## Aim of the task
Will you quote only the lines starting at the one that contains "Where can you see the blue sky" and ending with the last line of the listing below, inclusive?

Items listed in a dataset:

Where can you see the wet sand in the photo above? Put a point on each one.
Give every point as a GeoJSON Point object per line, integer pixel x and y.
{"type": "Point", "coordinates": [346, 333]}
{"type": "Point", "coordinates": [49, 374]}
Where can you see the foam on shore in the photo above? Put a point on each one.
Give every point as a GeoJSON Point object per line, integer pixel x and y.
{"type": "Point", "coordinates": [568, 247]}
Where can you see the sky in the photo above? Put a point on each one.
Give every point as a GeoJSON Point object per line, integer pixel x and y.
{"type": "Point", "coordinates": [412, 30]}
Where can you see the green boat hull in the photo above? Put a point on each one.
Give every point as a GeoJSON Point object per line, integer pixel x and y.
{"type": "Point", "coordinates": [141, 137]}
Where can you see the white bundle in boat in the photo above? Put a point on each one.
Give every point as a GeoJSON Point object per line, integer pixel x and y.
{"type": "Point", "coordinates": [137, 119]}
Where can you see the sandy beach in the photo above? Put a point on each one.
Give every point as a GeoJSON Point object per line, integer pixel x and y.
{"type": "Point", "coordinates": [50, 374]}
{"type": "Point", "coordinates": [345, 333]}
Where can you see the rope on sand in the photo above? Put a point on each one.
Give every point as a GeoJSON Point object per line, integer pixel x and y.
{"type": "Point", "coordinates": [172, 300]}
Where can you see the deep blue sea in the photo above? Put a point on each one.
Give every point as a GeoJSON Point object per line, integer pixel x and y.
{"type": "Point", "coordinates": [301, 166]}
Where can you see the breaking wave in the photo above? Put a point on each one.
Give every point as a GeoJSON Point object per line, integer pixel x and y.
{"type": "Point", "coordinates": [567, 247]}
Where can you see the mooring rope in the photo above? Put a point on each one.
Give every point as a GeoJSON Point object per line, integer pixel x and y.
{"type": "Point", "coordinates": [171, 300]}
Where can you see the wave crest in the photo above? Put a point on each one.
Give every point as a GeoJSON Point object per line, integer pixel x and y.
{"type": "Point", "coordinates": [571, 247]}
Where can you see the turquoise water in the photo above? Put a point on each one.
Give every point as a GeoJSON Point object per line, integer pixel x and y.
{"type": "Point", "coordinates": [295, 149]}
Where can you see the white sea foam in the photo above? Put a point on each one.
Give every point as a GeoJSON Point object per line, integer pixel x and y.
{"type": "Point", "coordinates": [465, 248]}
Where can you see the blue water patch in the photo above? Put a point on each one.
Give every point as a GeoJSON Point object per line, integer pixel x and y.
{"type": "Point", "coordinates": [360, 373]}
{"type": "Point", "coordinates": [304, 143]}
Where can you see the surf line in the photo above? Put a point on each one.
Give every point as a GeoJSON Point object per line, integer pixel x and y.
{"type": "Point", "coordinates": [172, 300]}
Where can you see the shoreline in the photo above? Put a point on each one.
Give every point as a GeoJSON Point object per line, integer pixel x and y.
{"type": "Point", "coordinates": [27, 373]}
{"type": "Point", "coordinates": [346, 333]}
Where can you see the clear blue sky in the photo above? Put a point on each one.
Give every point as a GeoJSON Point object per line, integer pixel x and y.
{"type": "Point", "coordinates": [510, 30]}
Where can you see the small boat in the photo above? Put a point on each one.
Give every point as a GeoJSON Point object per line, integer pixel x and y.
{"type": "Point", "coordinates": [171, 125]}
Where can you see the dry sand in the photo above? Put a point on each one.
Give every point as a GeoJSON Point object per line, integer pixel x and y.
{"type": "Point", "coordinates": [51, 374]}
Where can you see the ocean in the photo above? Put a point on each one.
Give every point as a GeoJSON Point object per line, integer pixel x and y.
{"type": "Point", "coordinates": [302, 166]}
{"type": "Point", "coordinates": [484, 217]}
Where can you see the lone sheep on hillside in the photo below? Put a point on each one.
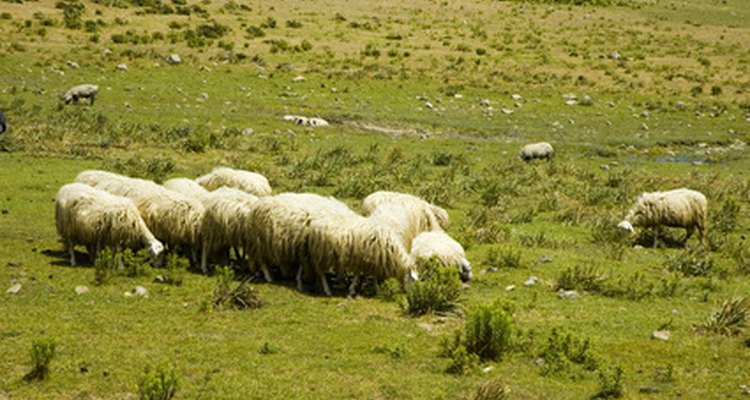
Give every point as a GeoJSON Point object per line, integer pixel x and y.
{"type": "Point", "coordinates": [80, 92]}
{"type": "Point", "coordinates": [681, 208]}
{"type": "Point", "coordinates": [541, 150]}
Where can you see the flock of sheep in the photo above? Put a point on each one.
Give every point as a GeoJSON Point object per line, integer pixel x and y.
{"type": "Point", "coordinates": [289, 235]}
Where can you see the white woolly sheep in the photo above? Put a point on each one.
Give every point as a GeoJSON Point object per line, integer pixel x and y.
{"type": "Point", "coordinates": [96, 219]}
{"type": "Point", "coordinates": [371, 202]}
{"type": "Point", "coordinates": [280, 225]}
{"type": "Point", "coordinates": [226, 222]}
{"type": "Point", "coordinates": [81, 92]}
{"type": "Point", "coordinates": [682, 208]}
{"type": "Point", "coordinates": [186, 186]}
{"type": "Point", "coordinates": [407, 219]}
{"type": "Point", "coordinates": [357, 246]}
{"type": "Point", "coordinates": [250, 182]}
{"type": "Point", "coordinates": [541, 150]}
{"type": "Point", "coordinates": [447, 251]}
{"type": "Point", "coordinates": [174, 218]}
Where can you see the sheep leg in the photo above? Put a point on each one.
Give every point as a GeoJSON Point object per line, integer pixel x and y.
{"type": "Point", "coordinates": [324, 283]}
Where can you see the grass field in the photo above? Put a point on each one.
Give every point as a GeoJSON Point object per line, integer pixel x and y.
{"type": "Point", "coordinates": [433, 98]}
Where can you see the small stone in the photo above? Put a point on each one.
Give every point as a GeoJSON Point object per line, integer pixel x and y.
{"type": "Point", "coordinates": [567, 294]}
{"type": "Point", "coordinates": [14, 289]}
{"type": "Point", "coordinates": [531, 281]}
{"type": "Point", "coordinates": [661, 335]}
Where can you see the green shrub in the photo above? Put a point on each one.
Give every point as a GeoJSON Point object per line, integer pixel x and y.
{"type": "Point", "coordinates": [42, 352]}
{"type": "Point", "coordinates": [491, 390]}
{"type": "Point", "coordinates": [489, 331]}
{"type": "Point", "coordinates": [610, 384]}
{"type": "Point", "coordinates": [437, 290]}
{"type": "Point", "coordinates": [730, 319]}
{"type": "Point", "coordinates": [157, 383]}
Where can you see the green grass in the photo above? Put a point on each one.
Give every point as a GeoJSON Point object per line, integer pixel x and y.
{"type": "Point", "coordinates": [151, 121]}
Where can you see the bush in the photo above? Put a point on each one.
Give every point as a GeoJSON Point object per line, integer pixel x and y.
{"type": "Point", "coordinates": [489, 331]}
{"type": "Point", "coordinates": [42, 352]}
{"type": "Point", "coordinates": [610, 384]}
{"type": "Point", "coordinates": [729, 320]}
{"type": "Point", "coordinates": [436, 291]}
{"type": "Point", "coordinates": [491, 390]}
{"type": "Point", "coordinates": [157, 383]}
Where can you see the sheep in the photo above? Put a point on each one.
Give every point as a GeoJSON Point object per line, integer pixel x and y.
{"type": "Point", "coordinates": [226, 222]}
{"type": "Point", "coordinates": [3, 124]}
{"type": "Point", "coordinates": [407, 219]}
{"type": "Point", "coordinates": [541, 150]}
{"type": "Point", "coordinates": [186, 186]}
{"type": "Point", "coordinates": [174, 218]}
{"type": "Point", "coordinates": [250, 182]}
{"type": "Point", "coordinates": [371, 202]}
{"type": "Point", "coordinates": [81, 91]}
{"type": "Point", "coordinates": [682, 208]}
{"type": "Point", "coordinates": [94, 218]}
{"type": "Point", "coordinates": [280, 228]}
{"type": "Point", "coordinates": [355, 245]}
{"type": "Point", "coordinates": [448, 252]}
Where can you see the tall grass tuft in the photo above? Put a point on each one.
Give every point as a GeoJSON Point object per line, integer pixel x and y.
{"type": "Point", "coordinates": [729, 320]}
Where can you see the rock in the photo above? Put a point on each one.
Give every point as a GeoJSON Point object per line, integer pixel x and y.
{"type": "Point", "coordinates": [661, 335]}
{"type": "Point", "coordinates": [174, 59]}
{"type": "Point", "coordinates": [567, 294]}
{"type": "Point", "coordinates": [533, 280]}
{"type": "Point", "coordinates": [14, 289]}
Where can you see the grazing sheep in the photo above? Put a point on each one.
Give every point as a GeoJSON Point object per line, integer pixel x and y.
{"type": "Point", "coordinates": [371, 202]}
{"type": "Point", "coordinates": [250, 182]}
{"type": "Point", "coordinates": [541, 150]}
{"type": "Point", "coordinates": [174, 218]}
{"type": "Point", "coordinates": [3, 125]}
{"type": "Point", "coordinates": [682, 208]}
{"type": "Point", "coordinates": [226, 222]}
{"type": "Point", "coordinates": [280, 227]}
{"type": "Point", "coordinates": [355, 245]}
{"type": "Point", "coordinates": [186, 186]}
{"type": "Point", "coordinates": [81, 92]}
{"type": "Point", "coordinates": [96, 219]}
{"type": "Point", "coordinates": [448, 251]}
{"type": "Point", "coordinates": [407, 219]}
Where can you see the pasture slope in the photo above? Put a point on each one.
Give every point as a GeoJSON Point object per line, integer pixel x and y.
{"type": "Point", "coordinates": [433, 98]}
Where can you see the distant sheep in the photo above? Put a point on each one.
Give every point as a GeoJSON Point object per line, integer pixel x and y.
{"type": "Point", "coordinates": [280, 225]}
{"type": "Point", "coordinates": [250, 182]}
{"type": "Point", "coordinates": [682, 208]}
{"type": "Point", "coordinates": [447, 251]}
{"type": "Point", "coordinates": [3, 125]}
{"type": "Point", "coordinates": [226, 222]}
{"type": "Point", "coordinates": [371, 202]}
{"type": "Point", "coordinates": [357, 246]}
{"type": "Point", "coordinates": [96, 219]}
{"type": "Point", "coordinates": [174, 218]}
{"type": "Point", "coordinates": [81, 92]}
{"type": "Point", "coordinates": [541, 150]}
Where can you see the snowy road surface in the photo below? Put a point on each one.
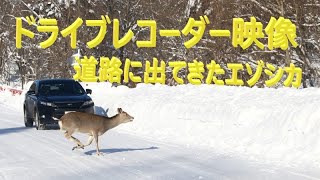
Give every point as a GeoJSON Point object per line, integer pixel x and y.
{"type": "Point", "coordinates": [26, 153]}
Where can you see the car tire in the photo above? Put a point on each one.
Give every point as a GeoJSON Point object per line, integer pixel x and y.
{"type": "Point", "coordinates": [28, 122]}
{"type": "Point", "coordinates": [39, 126]}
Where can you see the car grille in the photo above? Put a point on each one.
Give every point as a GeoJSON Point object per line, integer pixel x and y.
{"type": "Point", "coordinates": [68, 104]}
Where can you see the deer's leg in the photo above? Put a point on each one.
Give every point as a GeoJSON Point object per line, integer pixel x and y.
{"type": "Point", "coordinates": [90, 139]}
{"type": "Point", "coordinates": [68, 135]}
{"type": "Point", "coordinates": [95, 136]}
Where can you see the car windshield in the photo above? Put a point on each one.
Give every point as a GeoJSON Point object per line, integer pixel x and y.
{"type": "Point", "coordinates": [62, 88]}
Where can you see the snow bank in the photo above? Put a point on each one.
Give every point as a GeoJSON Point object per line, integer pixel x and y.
{"type": "Point", "coordinates": [276, 125]}
{"type": "Point", "coordinates": [281, 125]}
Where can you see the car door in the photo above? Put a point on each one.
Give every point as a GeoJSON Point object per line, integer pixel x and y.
{"type": "Point", "coordinates": [31, 100]}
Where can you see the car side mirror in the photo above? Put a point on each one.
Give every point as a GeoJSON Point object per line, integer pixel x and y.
{"type": "Point", "coordinates": [89, 91]}
{"type": "Point", "coordinates": [31, 93]}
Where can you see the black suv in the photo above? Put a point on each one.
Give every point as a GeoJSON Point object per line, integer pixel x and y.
{"type": "Point", "coordinates": [52, 98]}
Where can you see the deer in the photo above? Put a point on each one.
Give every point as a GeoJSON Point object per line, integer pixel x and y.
{"type": "Point", "coordinates": [91, 124]}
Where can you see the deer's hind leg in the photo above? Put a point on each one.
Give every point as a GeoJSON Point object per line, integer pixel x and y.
{"type": "Point", "coordinates": [68, 135]}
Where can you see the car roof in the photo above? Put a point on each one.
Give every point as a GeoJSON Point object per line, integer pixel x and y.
{"type": "Point", "coordinates": [53, 80]}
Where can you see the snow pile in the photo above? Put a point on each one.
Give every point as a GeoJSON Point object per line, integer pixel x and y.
{"type": "Point", "coordinates": [276, 125]}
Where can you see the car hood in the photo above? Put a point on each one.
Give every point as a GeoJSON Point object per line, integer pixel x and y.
{"type": "Point", "coordinates": [81, 98]}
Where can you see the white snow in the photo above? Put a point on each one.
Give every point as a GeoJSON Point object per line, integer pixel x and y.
{"type": "Point", "coordinates": [182, 132]}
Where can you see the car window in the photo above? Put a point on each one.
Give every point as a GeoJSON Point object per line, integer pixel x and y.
{"type": "Point", "coordinates": [66, 88]}
{"type": "Point", "coordinates": [33, 87]}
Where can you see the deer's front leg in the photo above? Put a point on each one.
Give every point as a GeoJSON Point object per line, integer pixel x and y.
{"type": "Point", "coordinates": [95, 135]}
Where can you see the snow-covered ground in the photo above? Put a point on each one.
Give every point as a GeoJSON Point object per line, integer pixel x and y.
{"type": "Point", "coordinates": [183, 132]}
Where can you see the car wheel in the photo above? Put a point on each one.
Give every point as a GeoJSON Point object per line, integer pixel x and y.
{"type": "Point", "coordinates": [28, 122]}
{"type": "Point", "coordinates": [39, 126]}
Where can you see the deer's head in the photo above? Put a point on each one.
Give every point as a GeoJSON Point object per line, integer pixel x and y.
{"type": "Point", "coordinates": [124, 116]}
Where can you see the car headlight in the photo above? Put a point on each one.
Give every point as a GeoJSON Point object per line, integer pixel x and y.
{"type": "Point", "coordinates": [47, 104]}
{"type": "Point", "coordinates": [87, 103]}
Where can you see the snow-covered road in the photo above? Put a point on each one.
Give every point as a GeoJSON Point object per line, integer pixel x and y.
{"type": "Point", "coordinates": [26, 153]}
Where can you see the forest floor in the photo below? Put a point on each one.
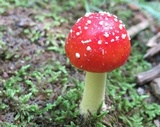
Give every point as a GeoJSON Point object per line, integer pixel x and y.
{"type": "Point", "coordinates": [38, 85]}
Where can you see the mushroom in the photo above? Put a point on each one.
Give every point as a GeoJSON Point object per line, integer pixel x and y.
{"type": "Point", "coordinates": [97, 43]}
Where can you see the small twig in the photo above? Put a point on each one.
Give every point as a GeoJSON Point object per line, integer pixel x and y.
{"type": "Point", "coordinates": [148, 75]}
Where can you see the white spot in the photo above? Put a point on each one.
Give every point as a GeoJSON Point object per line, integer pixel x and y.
{"type": "Point", "coordinates": [77, 55]}
{"type": "Point", "coordinates": [71, 31]}
{"type": "Point", "coordinates": [124, 36]}
{"type": "Point", "coordinates": [111, 28]}
{"type": "Point", "coordinates": [86, 41]}
{"type": "Point", "coordinates": [117, 38]}
{"type": "Point", "coordinates": [88, 14]}
{"type": "Point", "coordinates": [108, 14]}
{"type": "Point", "coordinates": [89, 48]}
{"type": "Point", "coordinates": [106, 42]}
{"type": "Point", "coordinates": [78, 33]}
{"type": "Point", "coordinates": [120, 26]}
{"type": "Point", "coordinates": [106, 34]}
{"type": "Point", "coordinates": [120, 21]}
{"type": "Point", "coordinates": [115, 16]}
{"type": "Point", "coordinates": [128, 36]}
{"type": "Point", "coordinates": [100, 42]}
{"type": "Point", "coordinates": [101, 23]}
{"type": "Point", "coordinates": [102, 51]}
{"type": "Point", "coordinates": [79, 19]}
{"type": "Point", "coordinates": [79, 27]}
{"type": "Point", "coordinates": [112, 40]}
{"type": "Point", "coordinates": [88, 21]}
{"type": "Point", "coordinates": [102, 13]}
{"type": "Point", "coordinates": [106, 24]}
{"type": "Point", "coordinates": [85, 27]}
{"type": "Point", "coordinates": [115, 19]}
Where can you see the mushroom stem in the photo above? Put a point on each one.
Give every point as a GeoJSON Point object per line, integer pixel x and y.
{"type": "Point", "coordinates": [94, 93]}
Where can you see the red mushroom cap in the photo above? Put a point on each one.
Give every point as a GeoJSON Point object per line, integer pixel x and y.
{"type": "Point", "coordinates": [98, 42]}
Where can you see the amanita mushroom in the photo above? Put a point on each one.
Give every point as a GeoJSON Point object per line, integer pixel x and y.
{"type": "Point", "coordinates": [97, 43]}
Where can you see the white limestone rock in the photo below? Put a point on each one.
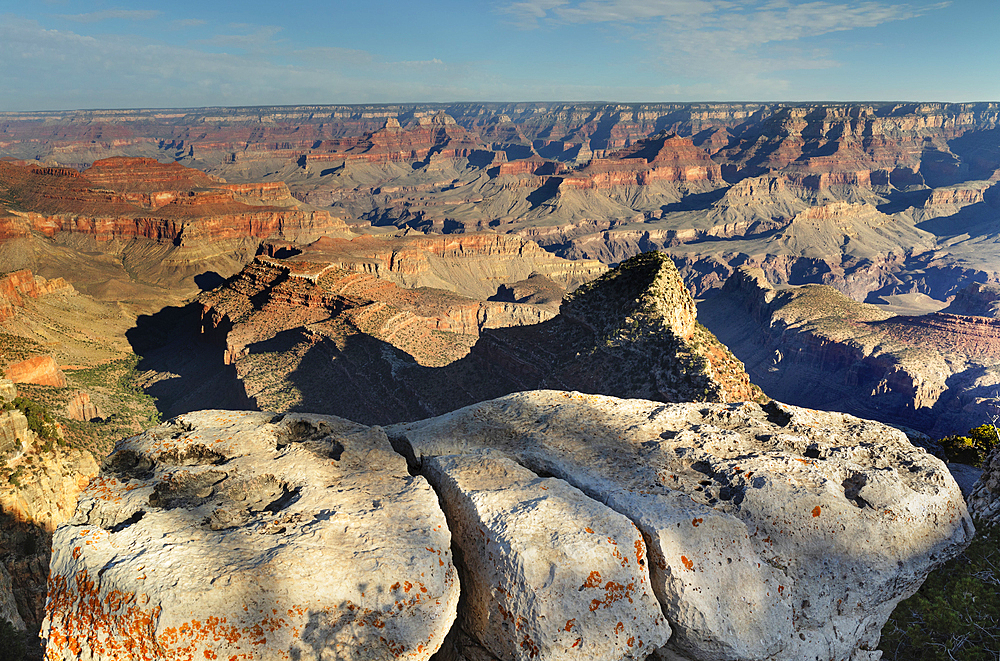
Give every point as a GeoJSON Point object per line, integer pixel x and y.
{"type": "Point", "coordinates": [548, 572]}
{"type": "Point", "coordinates": [777, 533]}
{"type": "Point", "coordinates": [244, 535]}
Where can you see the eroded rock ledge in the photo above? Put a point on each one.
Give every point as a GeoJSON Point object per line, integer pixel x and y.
{"type": "Point", "coordinates": [579, 524]}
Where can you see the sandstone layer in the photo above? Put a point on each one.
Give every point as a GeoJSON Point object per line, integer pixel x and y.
{"type": "Point", "coordinates": [40, 370]}
{"type": "Point", "coordinates": [328, 547]}
{"type": "Point", "coordinates": [772, 533]}
{"type": "Point", "coordinates": [601, 180]}
{"type": "Point", "coordinates": [20, 285]}
{"type": "Point", "coordinates": [311, 336]}
{"type": "Point", "coordinates": [813, 346]}
{"type": "Point", "coordinates": [984, 503]}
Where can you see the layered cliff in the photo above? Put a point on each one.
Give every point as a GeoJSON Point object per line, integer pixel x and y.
{"type": "Point", "coordinates": [141, 198]}
{"type": "Point", "coordinates": [603, 181]}
{"type": "Point", "coordinates": [814, 346]}
{"type": "Point", "coordinates": [302, 335]}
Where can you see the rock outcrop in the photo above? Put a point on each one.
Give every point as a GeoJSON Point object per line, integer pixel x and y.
{"type": "Point", "coordinates": [663, 157]}
{"type": "Point", "coordinates": [329, 547]}
{"type": "Point", "coordinates": [41, 495]}
{"type": "Point", "coordinates": [8, 606]}
{"type": "Point", "coordinates": [772, 532]}
{"type": "Point", "coordinates": [596, 180]}
{"type": "Point", "coordinates": [984, 503]}
{"type": "Point", "coordinates": [759, 533]}
{"type": "Point", "coordinates": [17, 286]}
{"type": "Point", "coordinates": [812, 346]}
{"type": "Point", "coordinates": [293, 329]}
{"type": "Point", "coordinates": [980, 300]}
{"type": "Point", "coordinates": [473, 265]}
{"type": "Point", "coordinates": [14, 432]}
{"type": "Point", "coordinates": [140, 198]}
{"type": "Point", "coordinates": [81, 408]}
{"type": "Point", "coordinates": [40, 370]}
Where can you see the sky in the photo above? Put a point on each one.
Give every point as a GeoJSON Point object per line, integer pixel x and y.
{"type": "Point", "coordinates": [81, 54]}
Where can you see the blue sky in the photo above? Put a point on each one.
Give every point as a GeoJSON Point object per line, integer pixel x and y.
{"type": "Point", "coordinates": [66, 54]}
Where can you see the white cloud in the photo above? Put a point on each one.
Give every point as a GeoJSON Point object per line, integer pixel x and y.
{"type": "Point", "coordinates": [187, 23]}
{"type": "Point", "coordinates": [112, 14]}
{"type": "Point", "coordinates": [739, 45]}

## Final result
Where can you see the blue sky in the photo above? Put a point on each one.
Give every point as a GeoJSON Point object per line, integer pixel x and y.
{"type": "Point", "coordinates": [66, 54]}
Where can you see the white cloud in the photo above? Put a point on each one.
Give every point as a GeoJSON Point object per line, integer pixel x and y.
{"type": "Point", "coordinates": [187, 23]}
{"type": "Point", "coordinates": [112, 14]}
{"type": "Point", "coordinates": [739, 45]}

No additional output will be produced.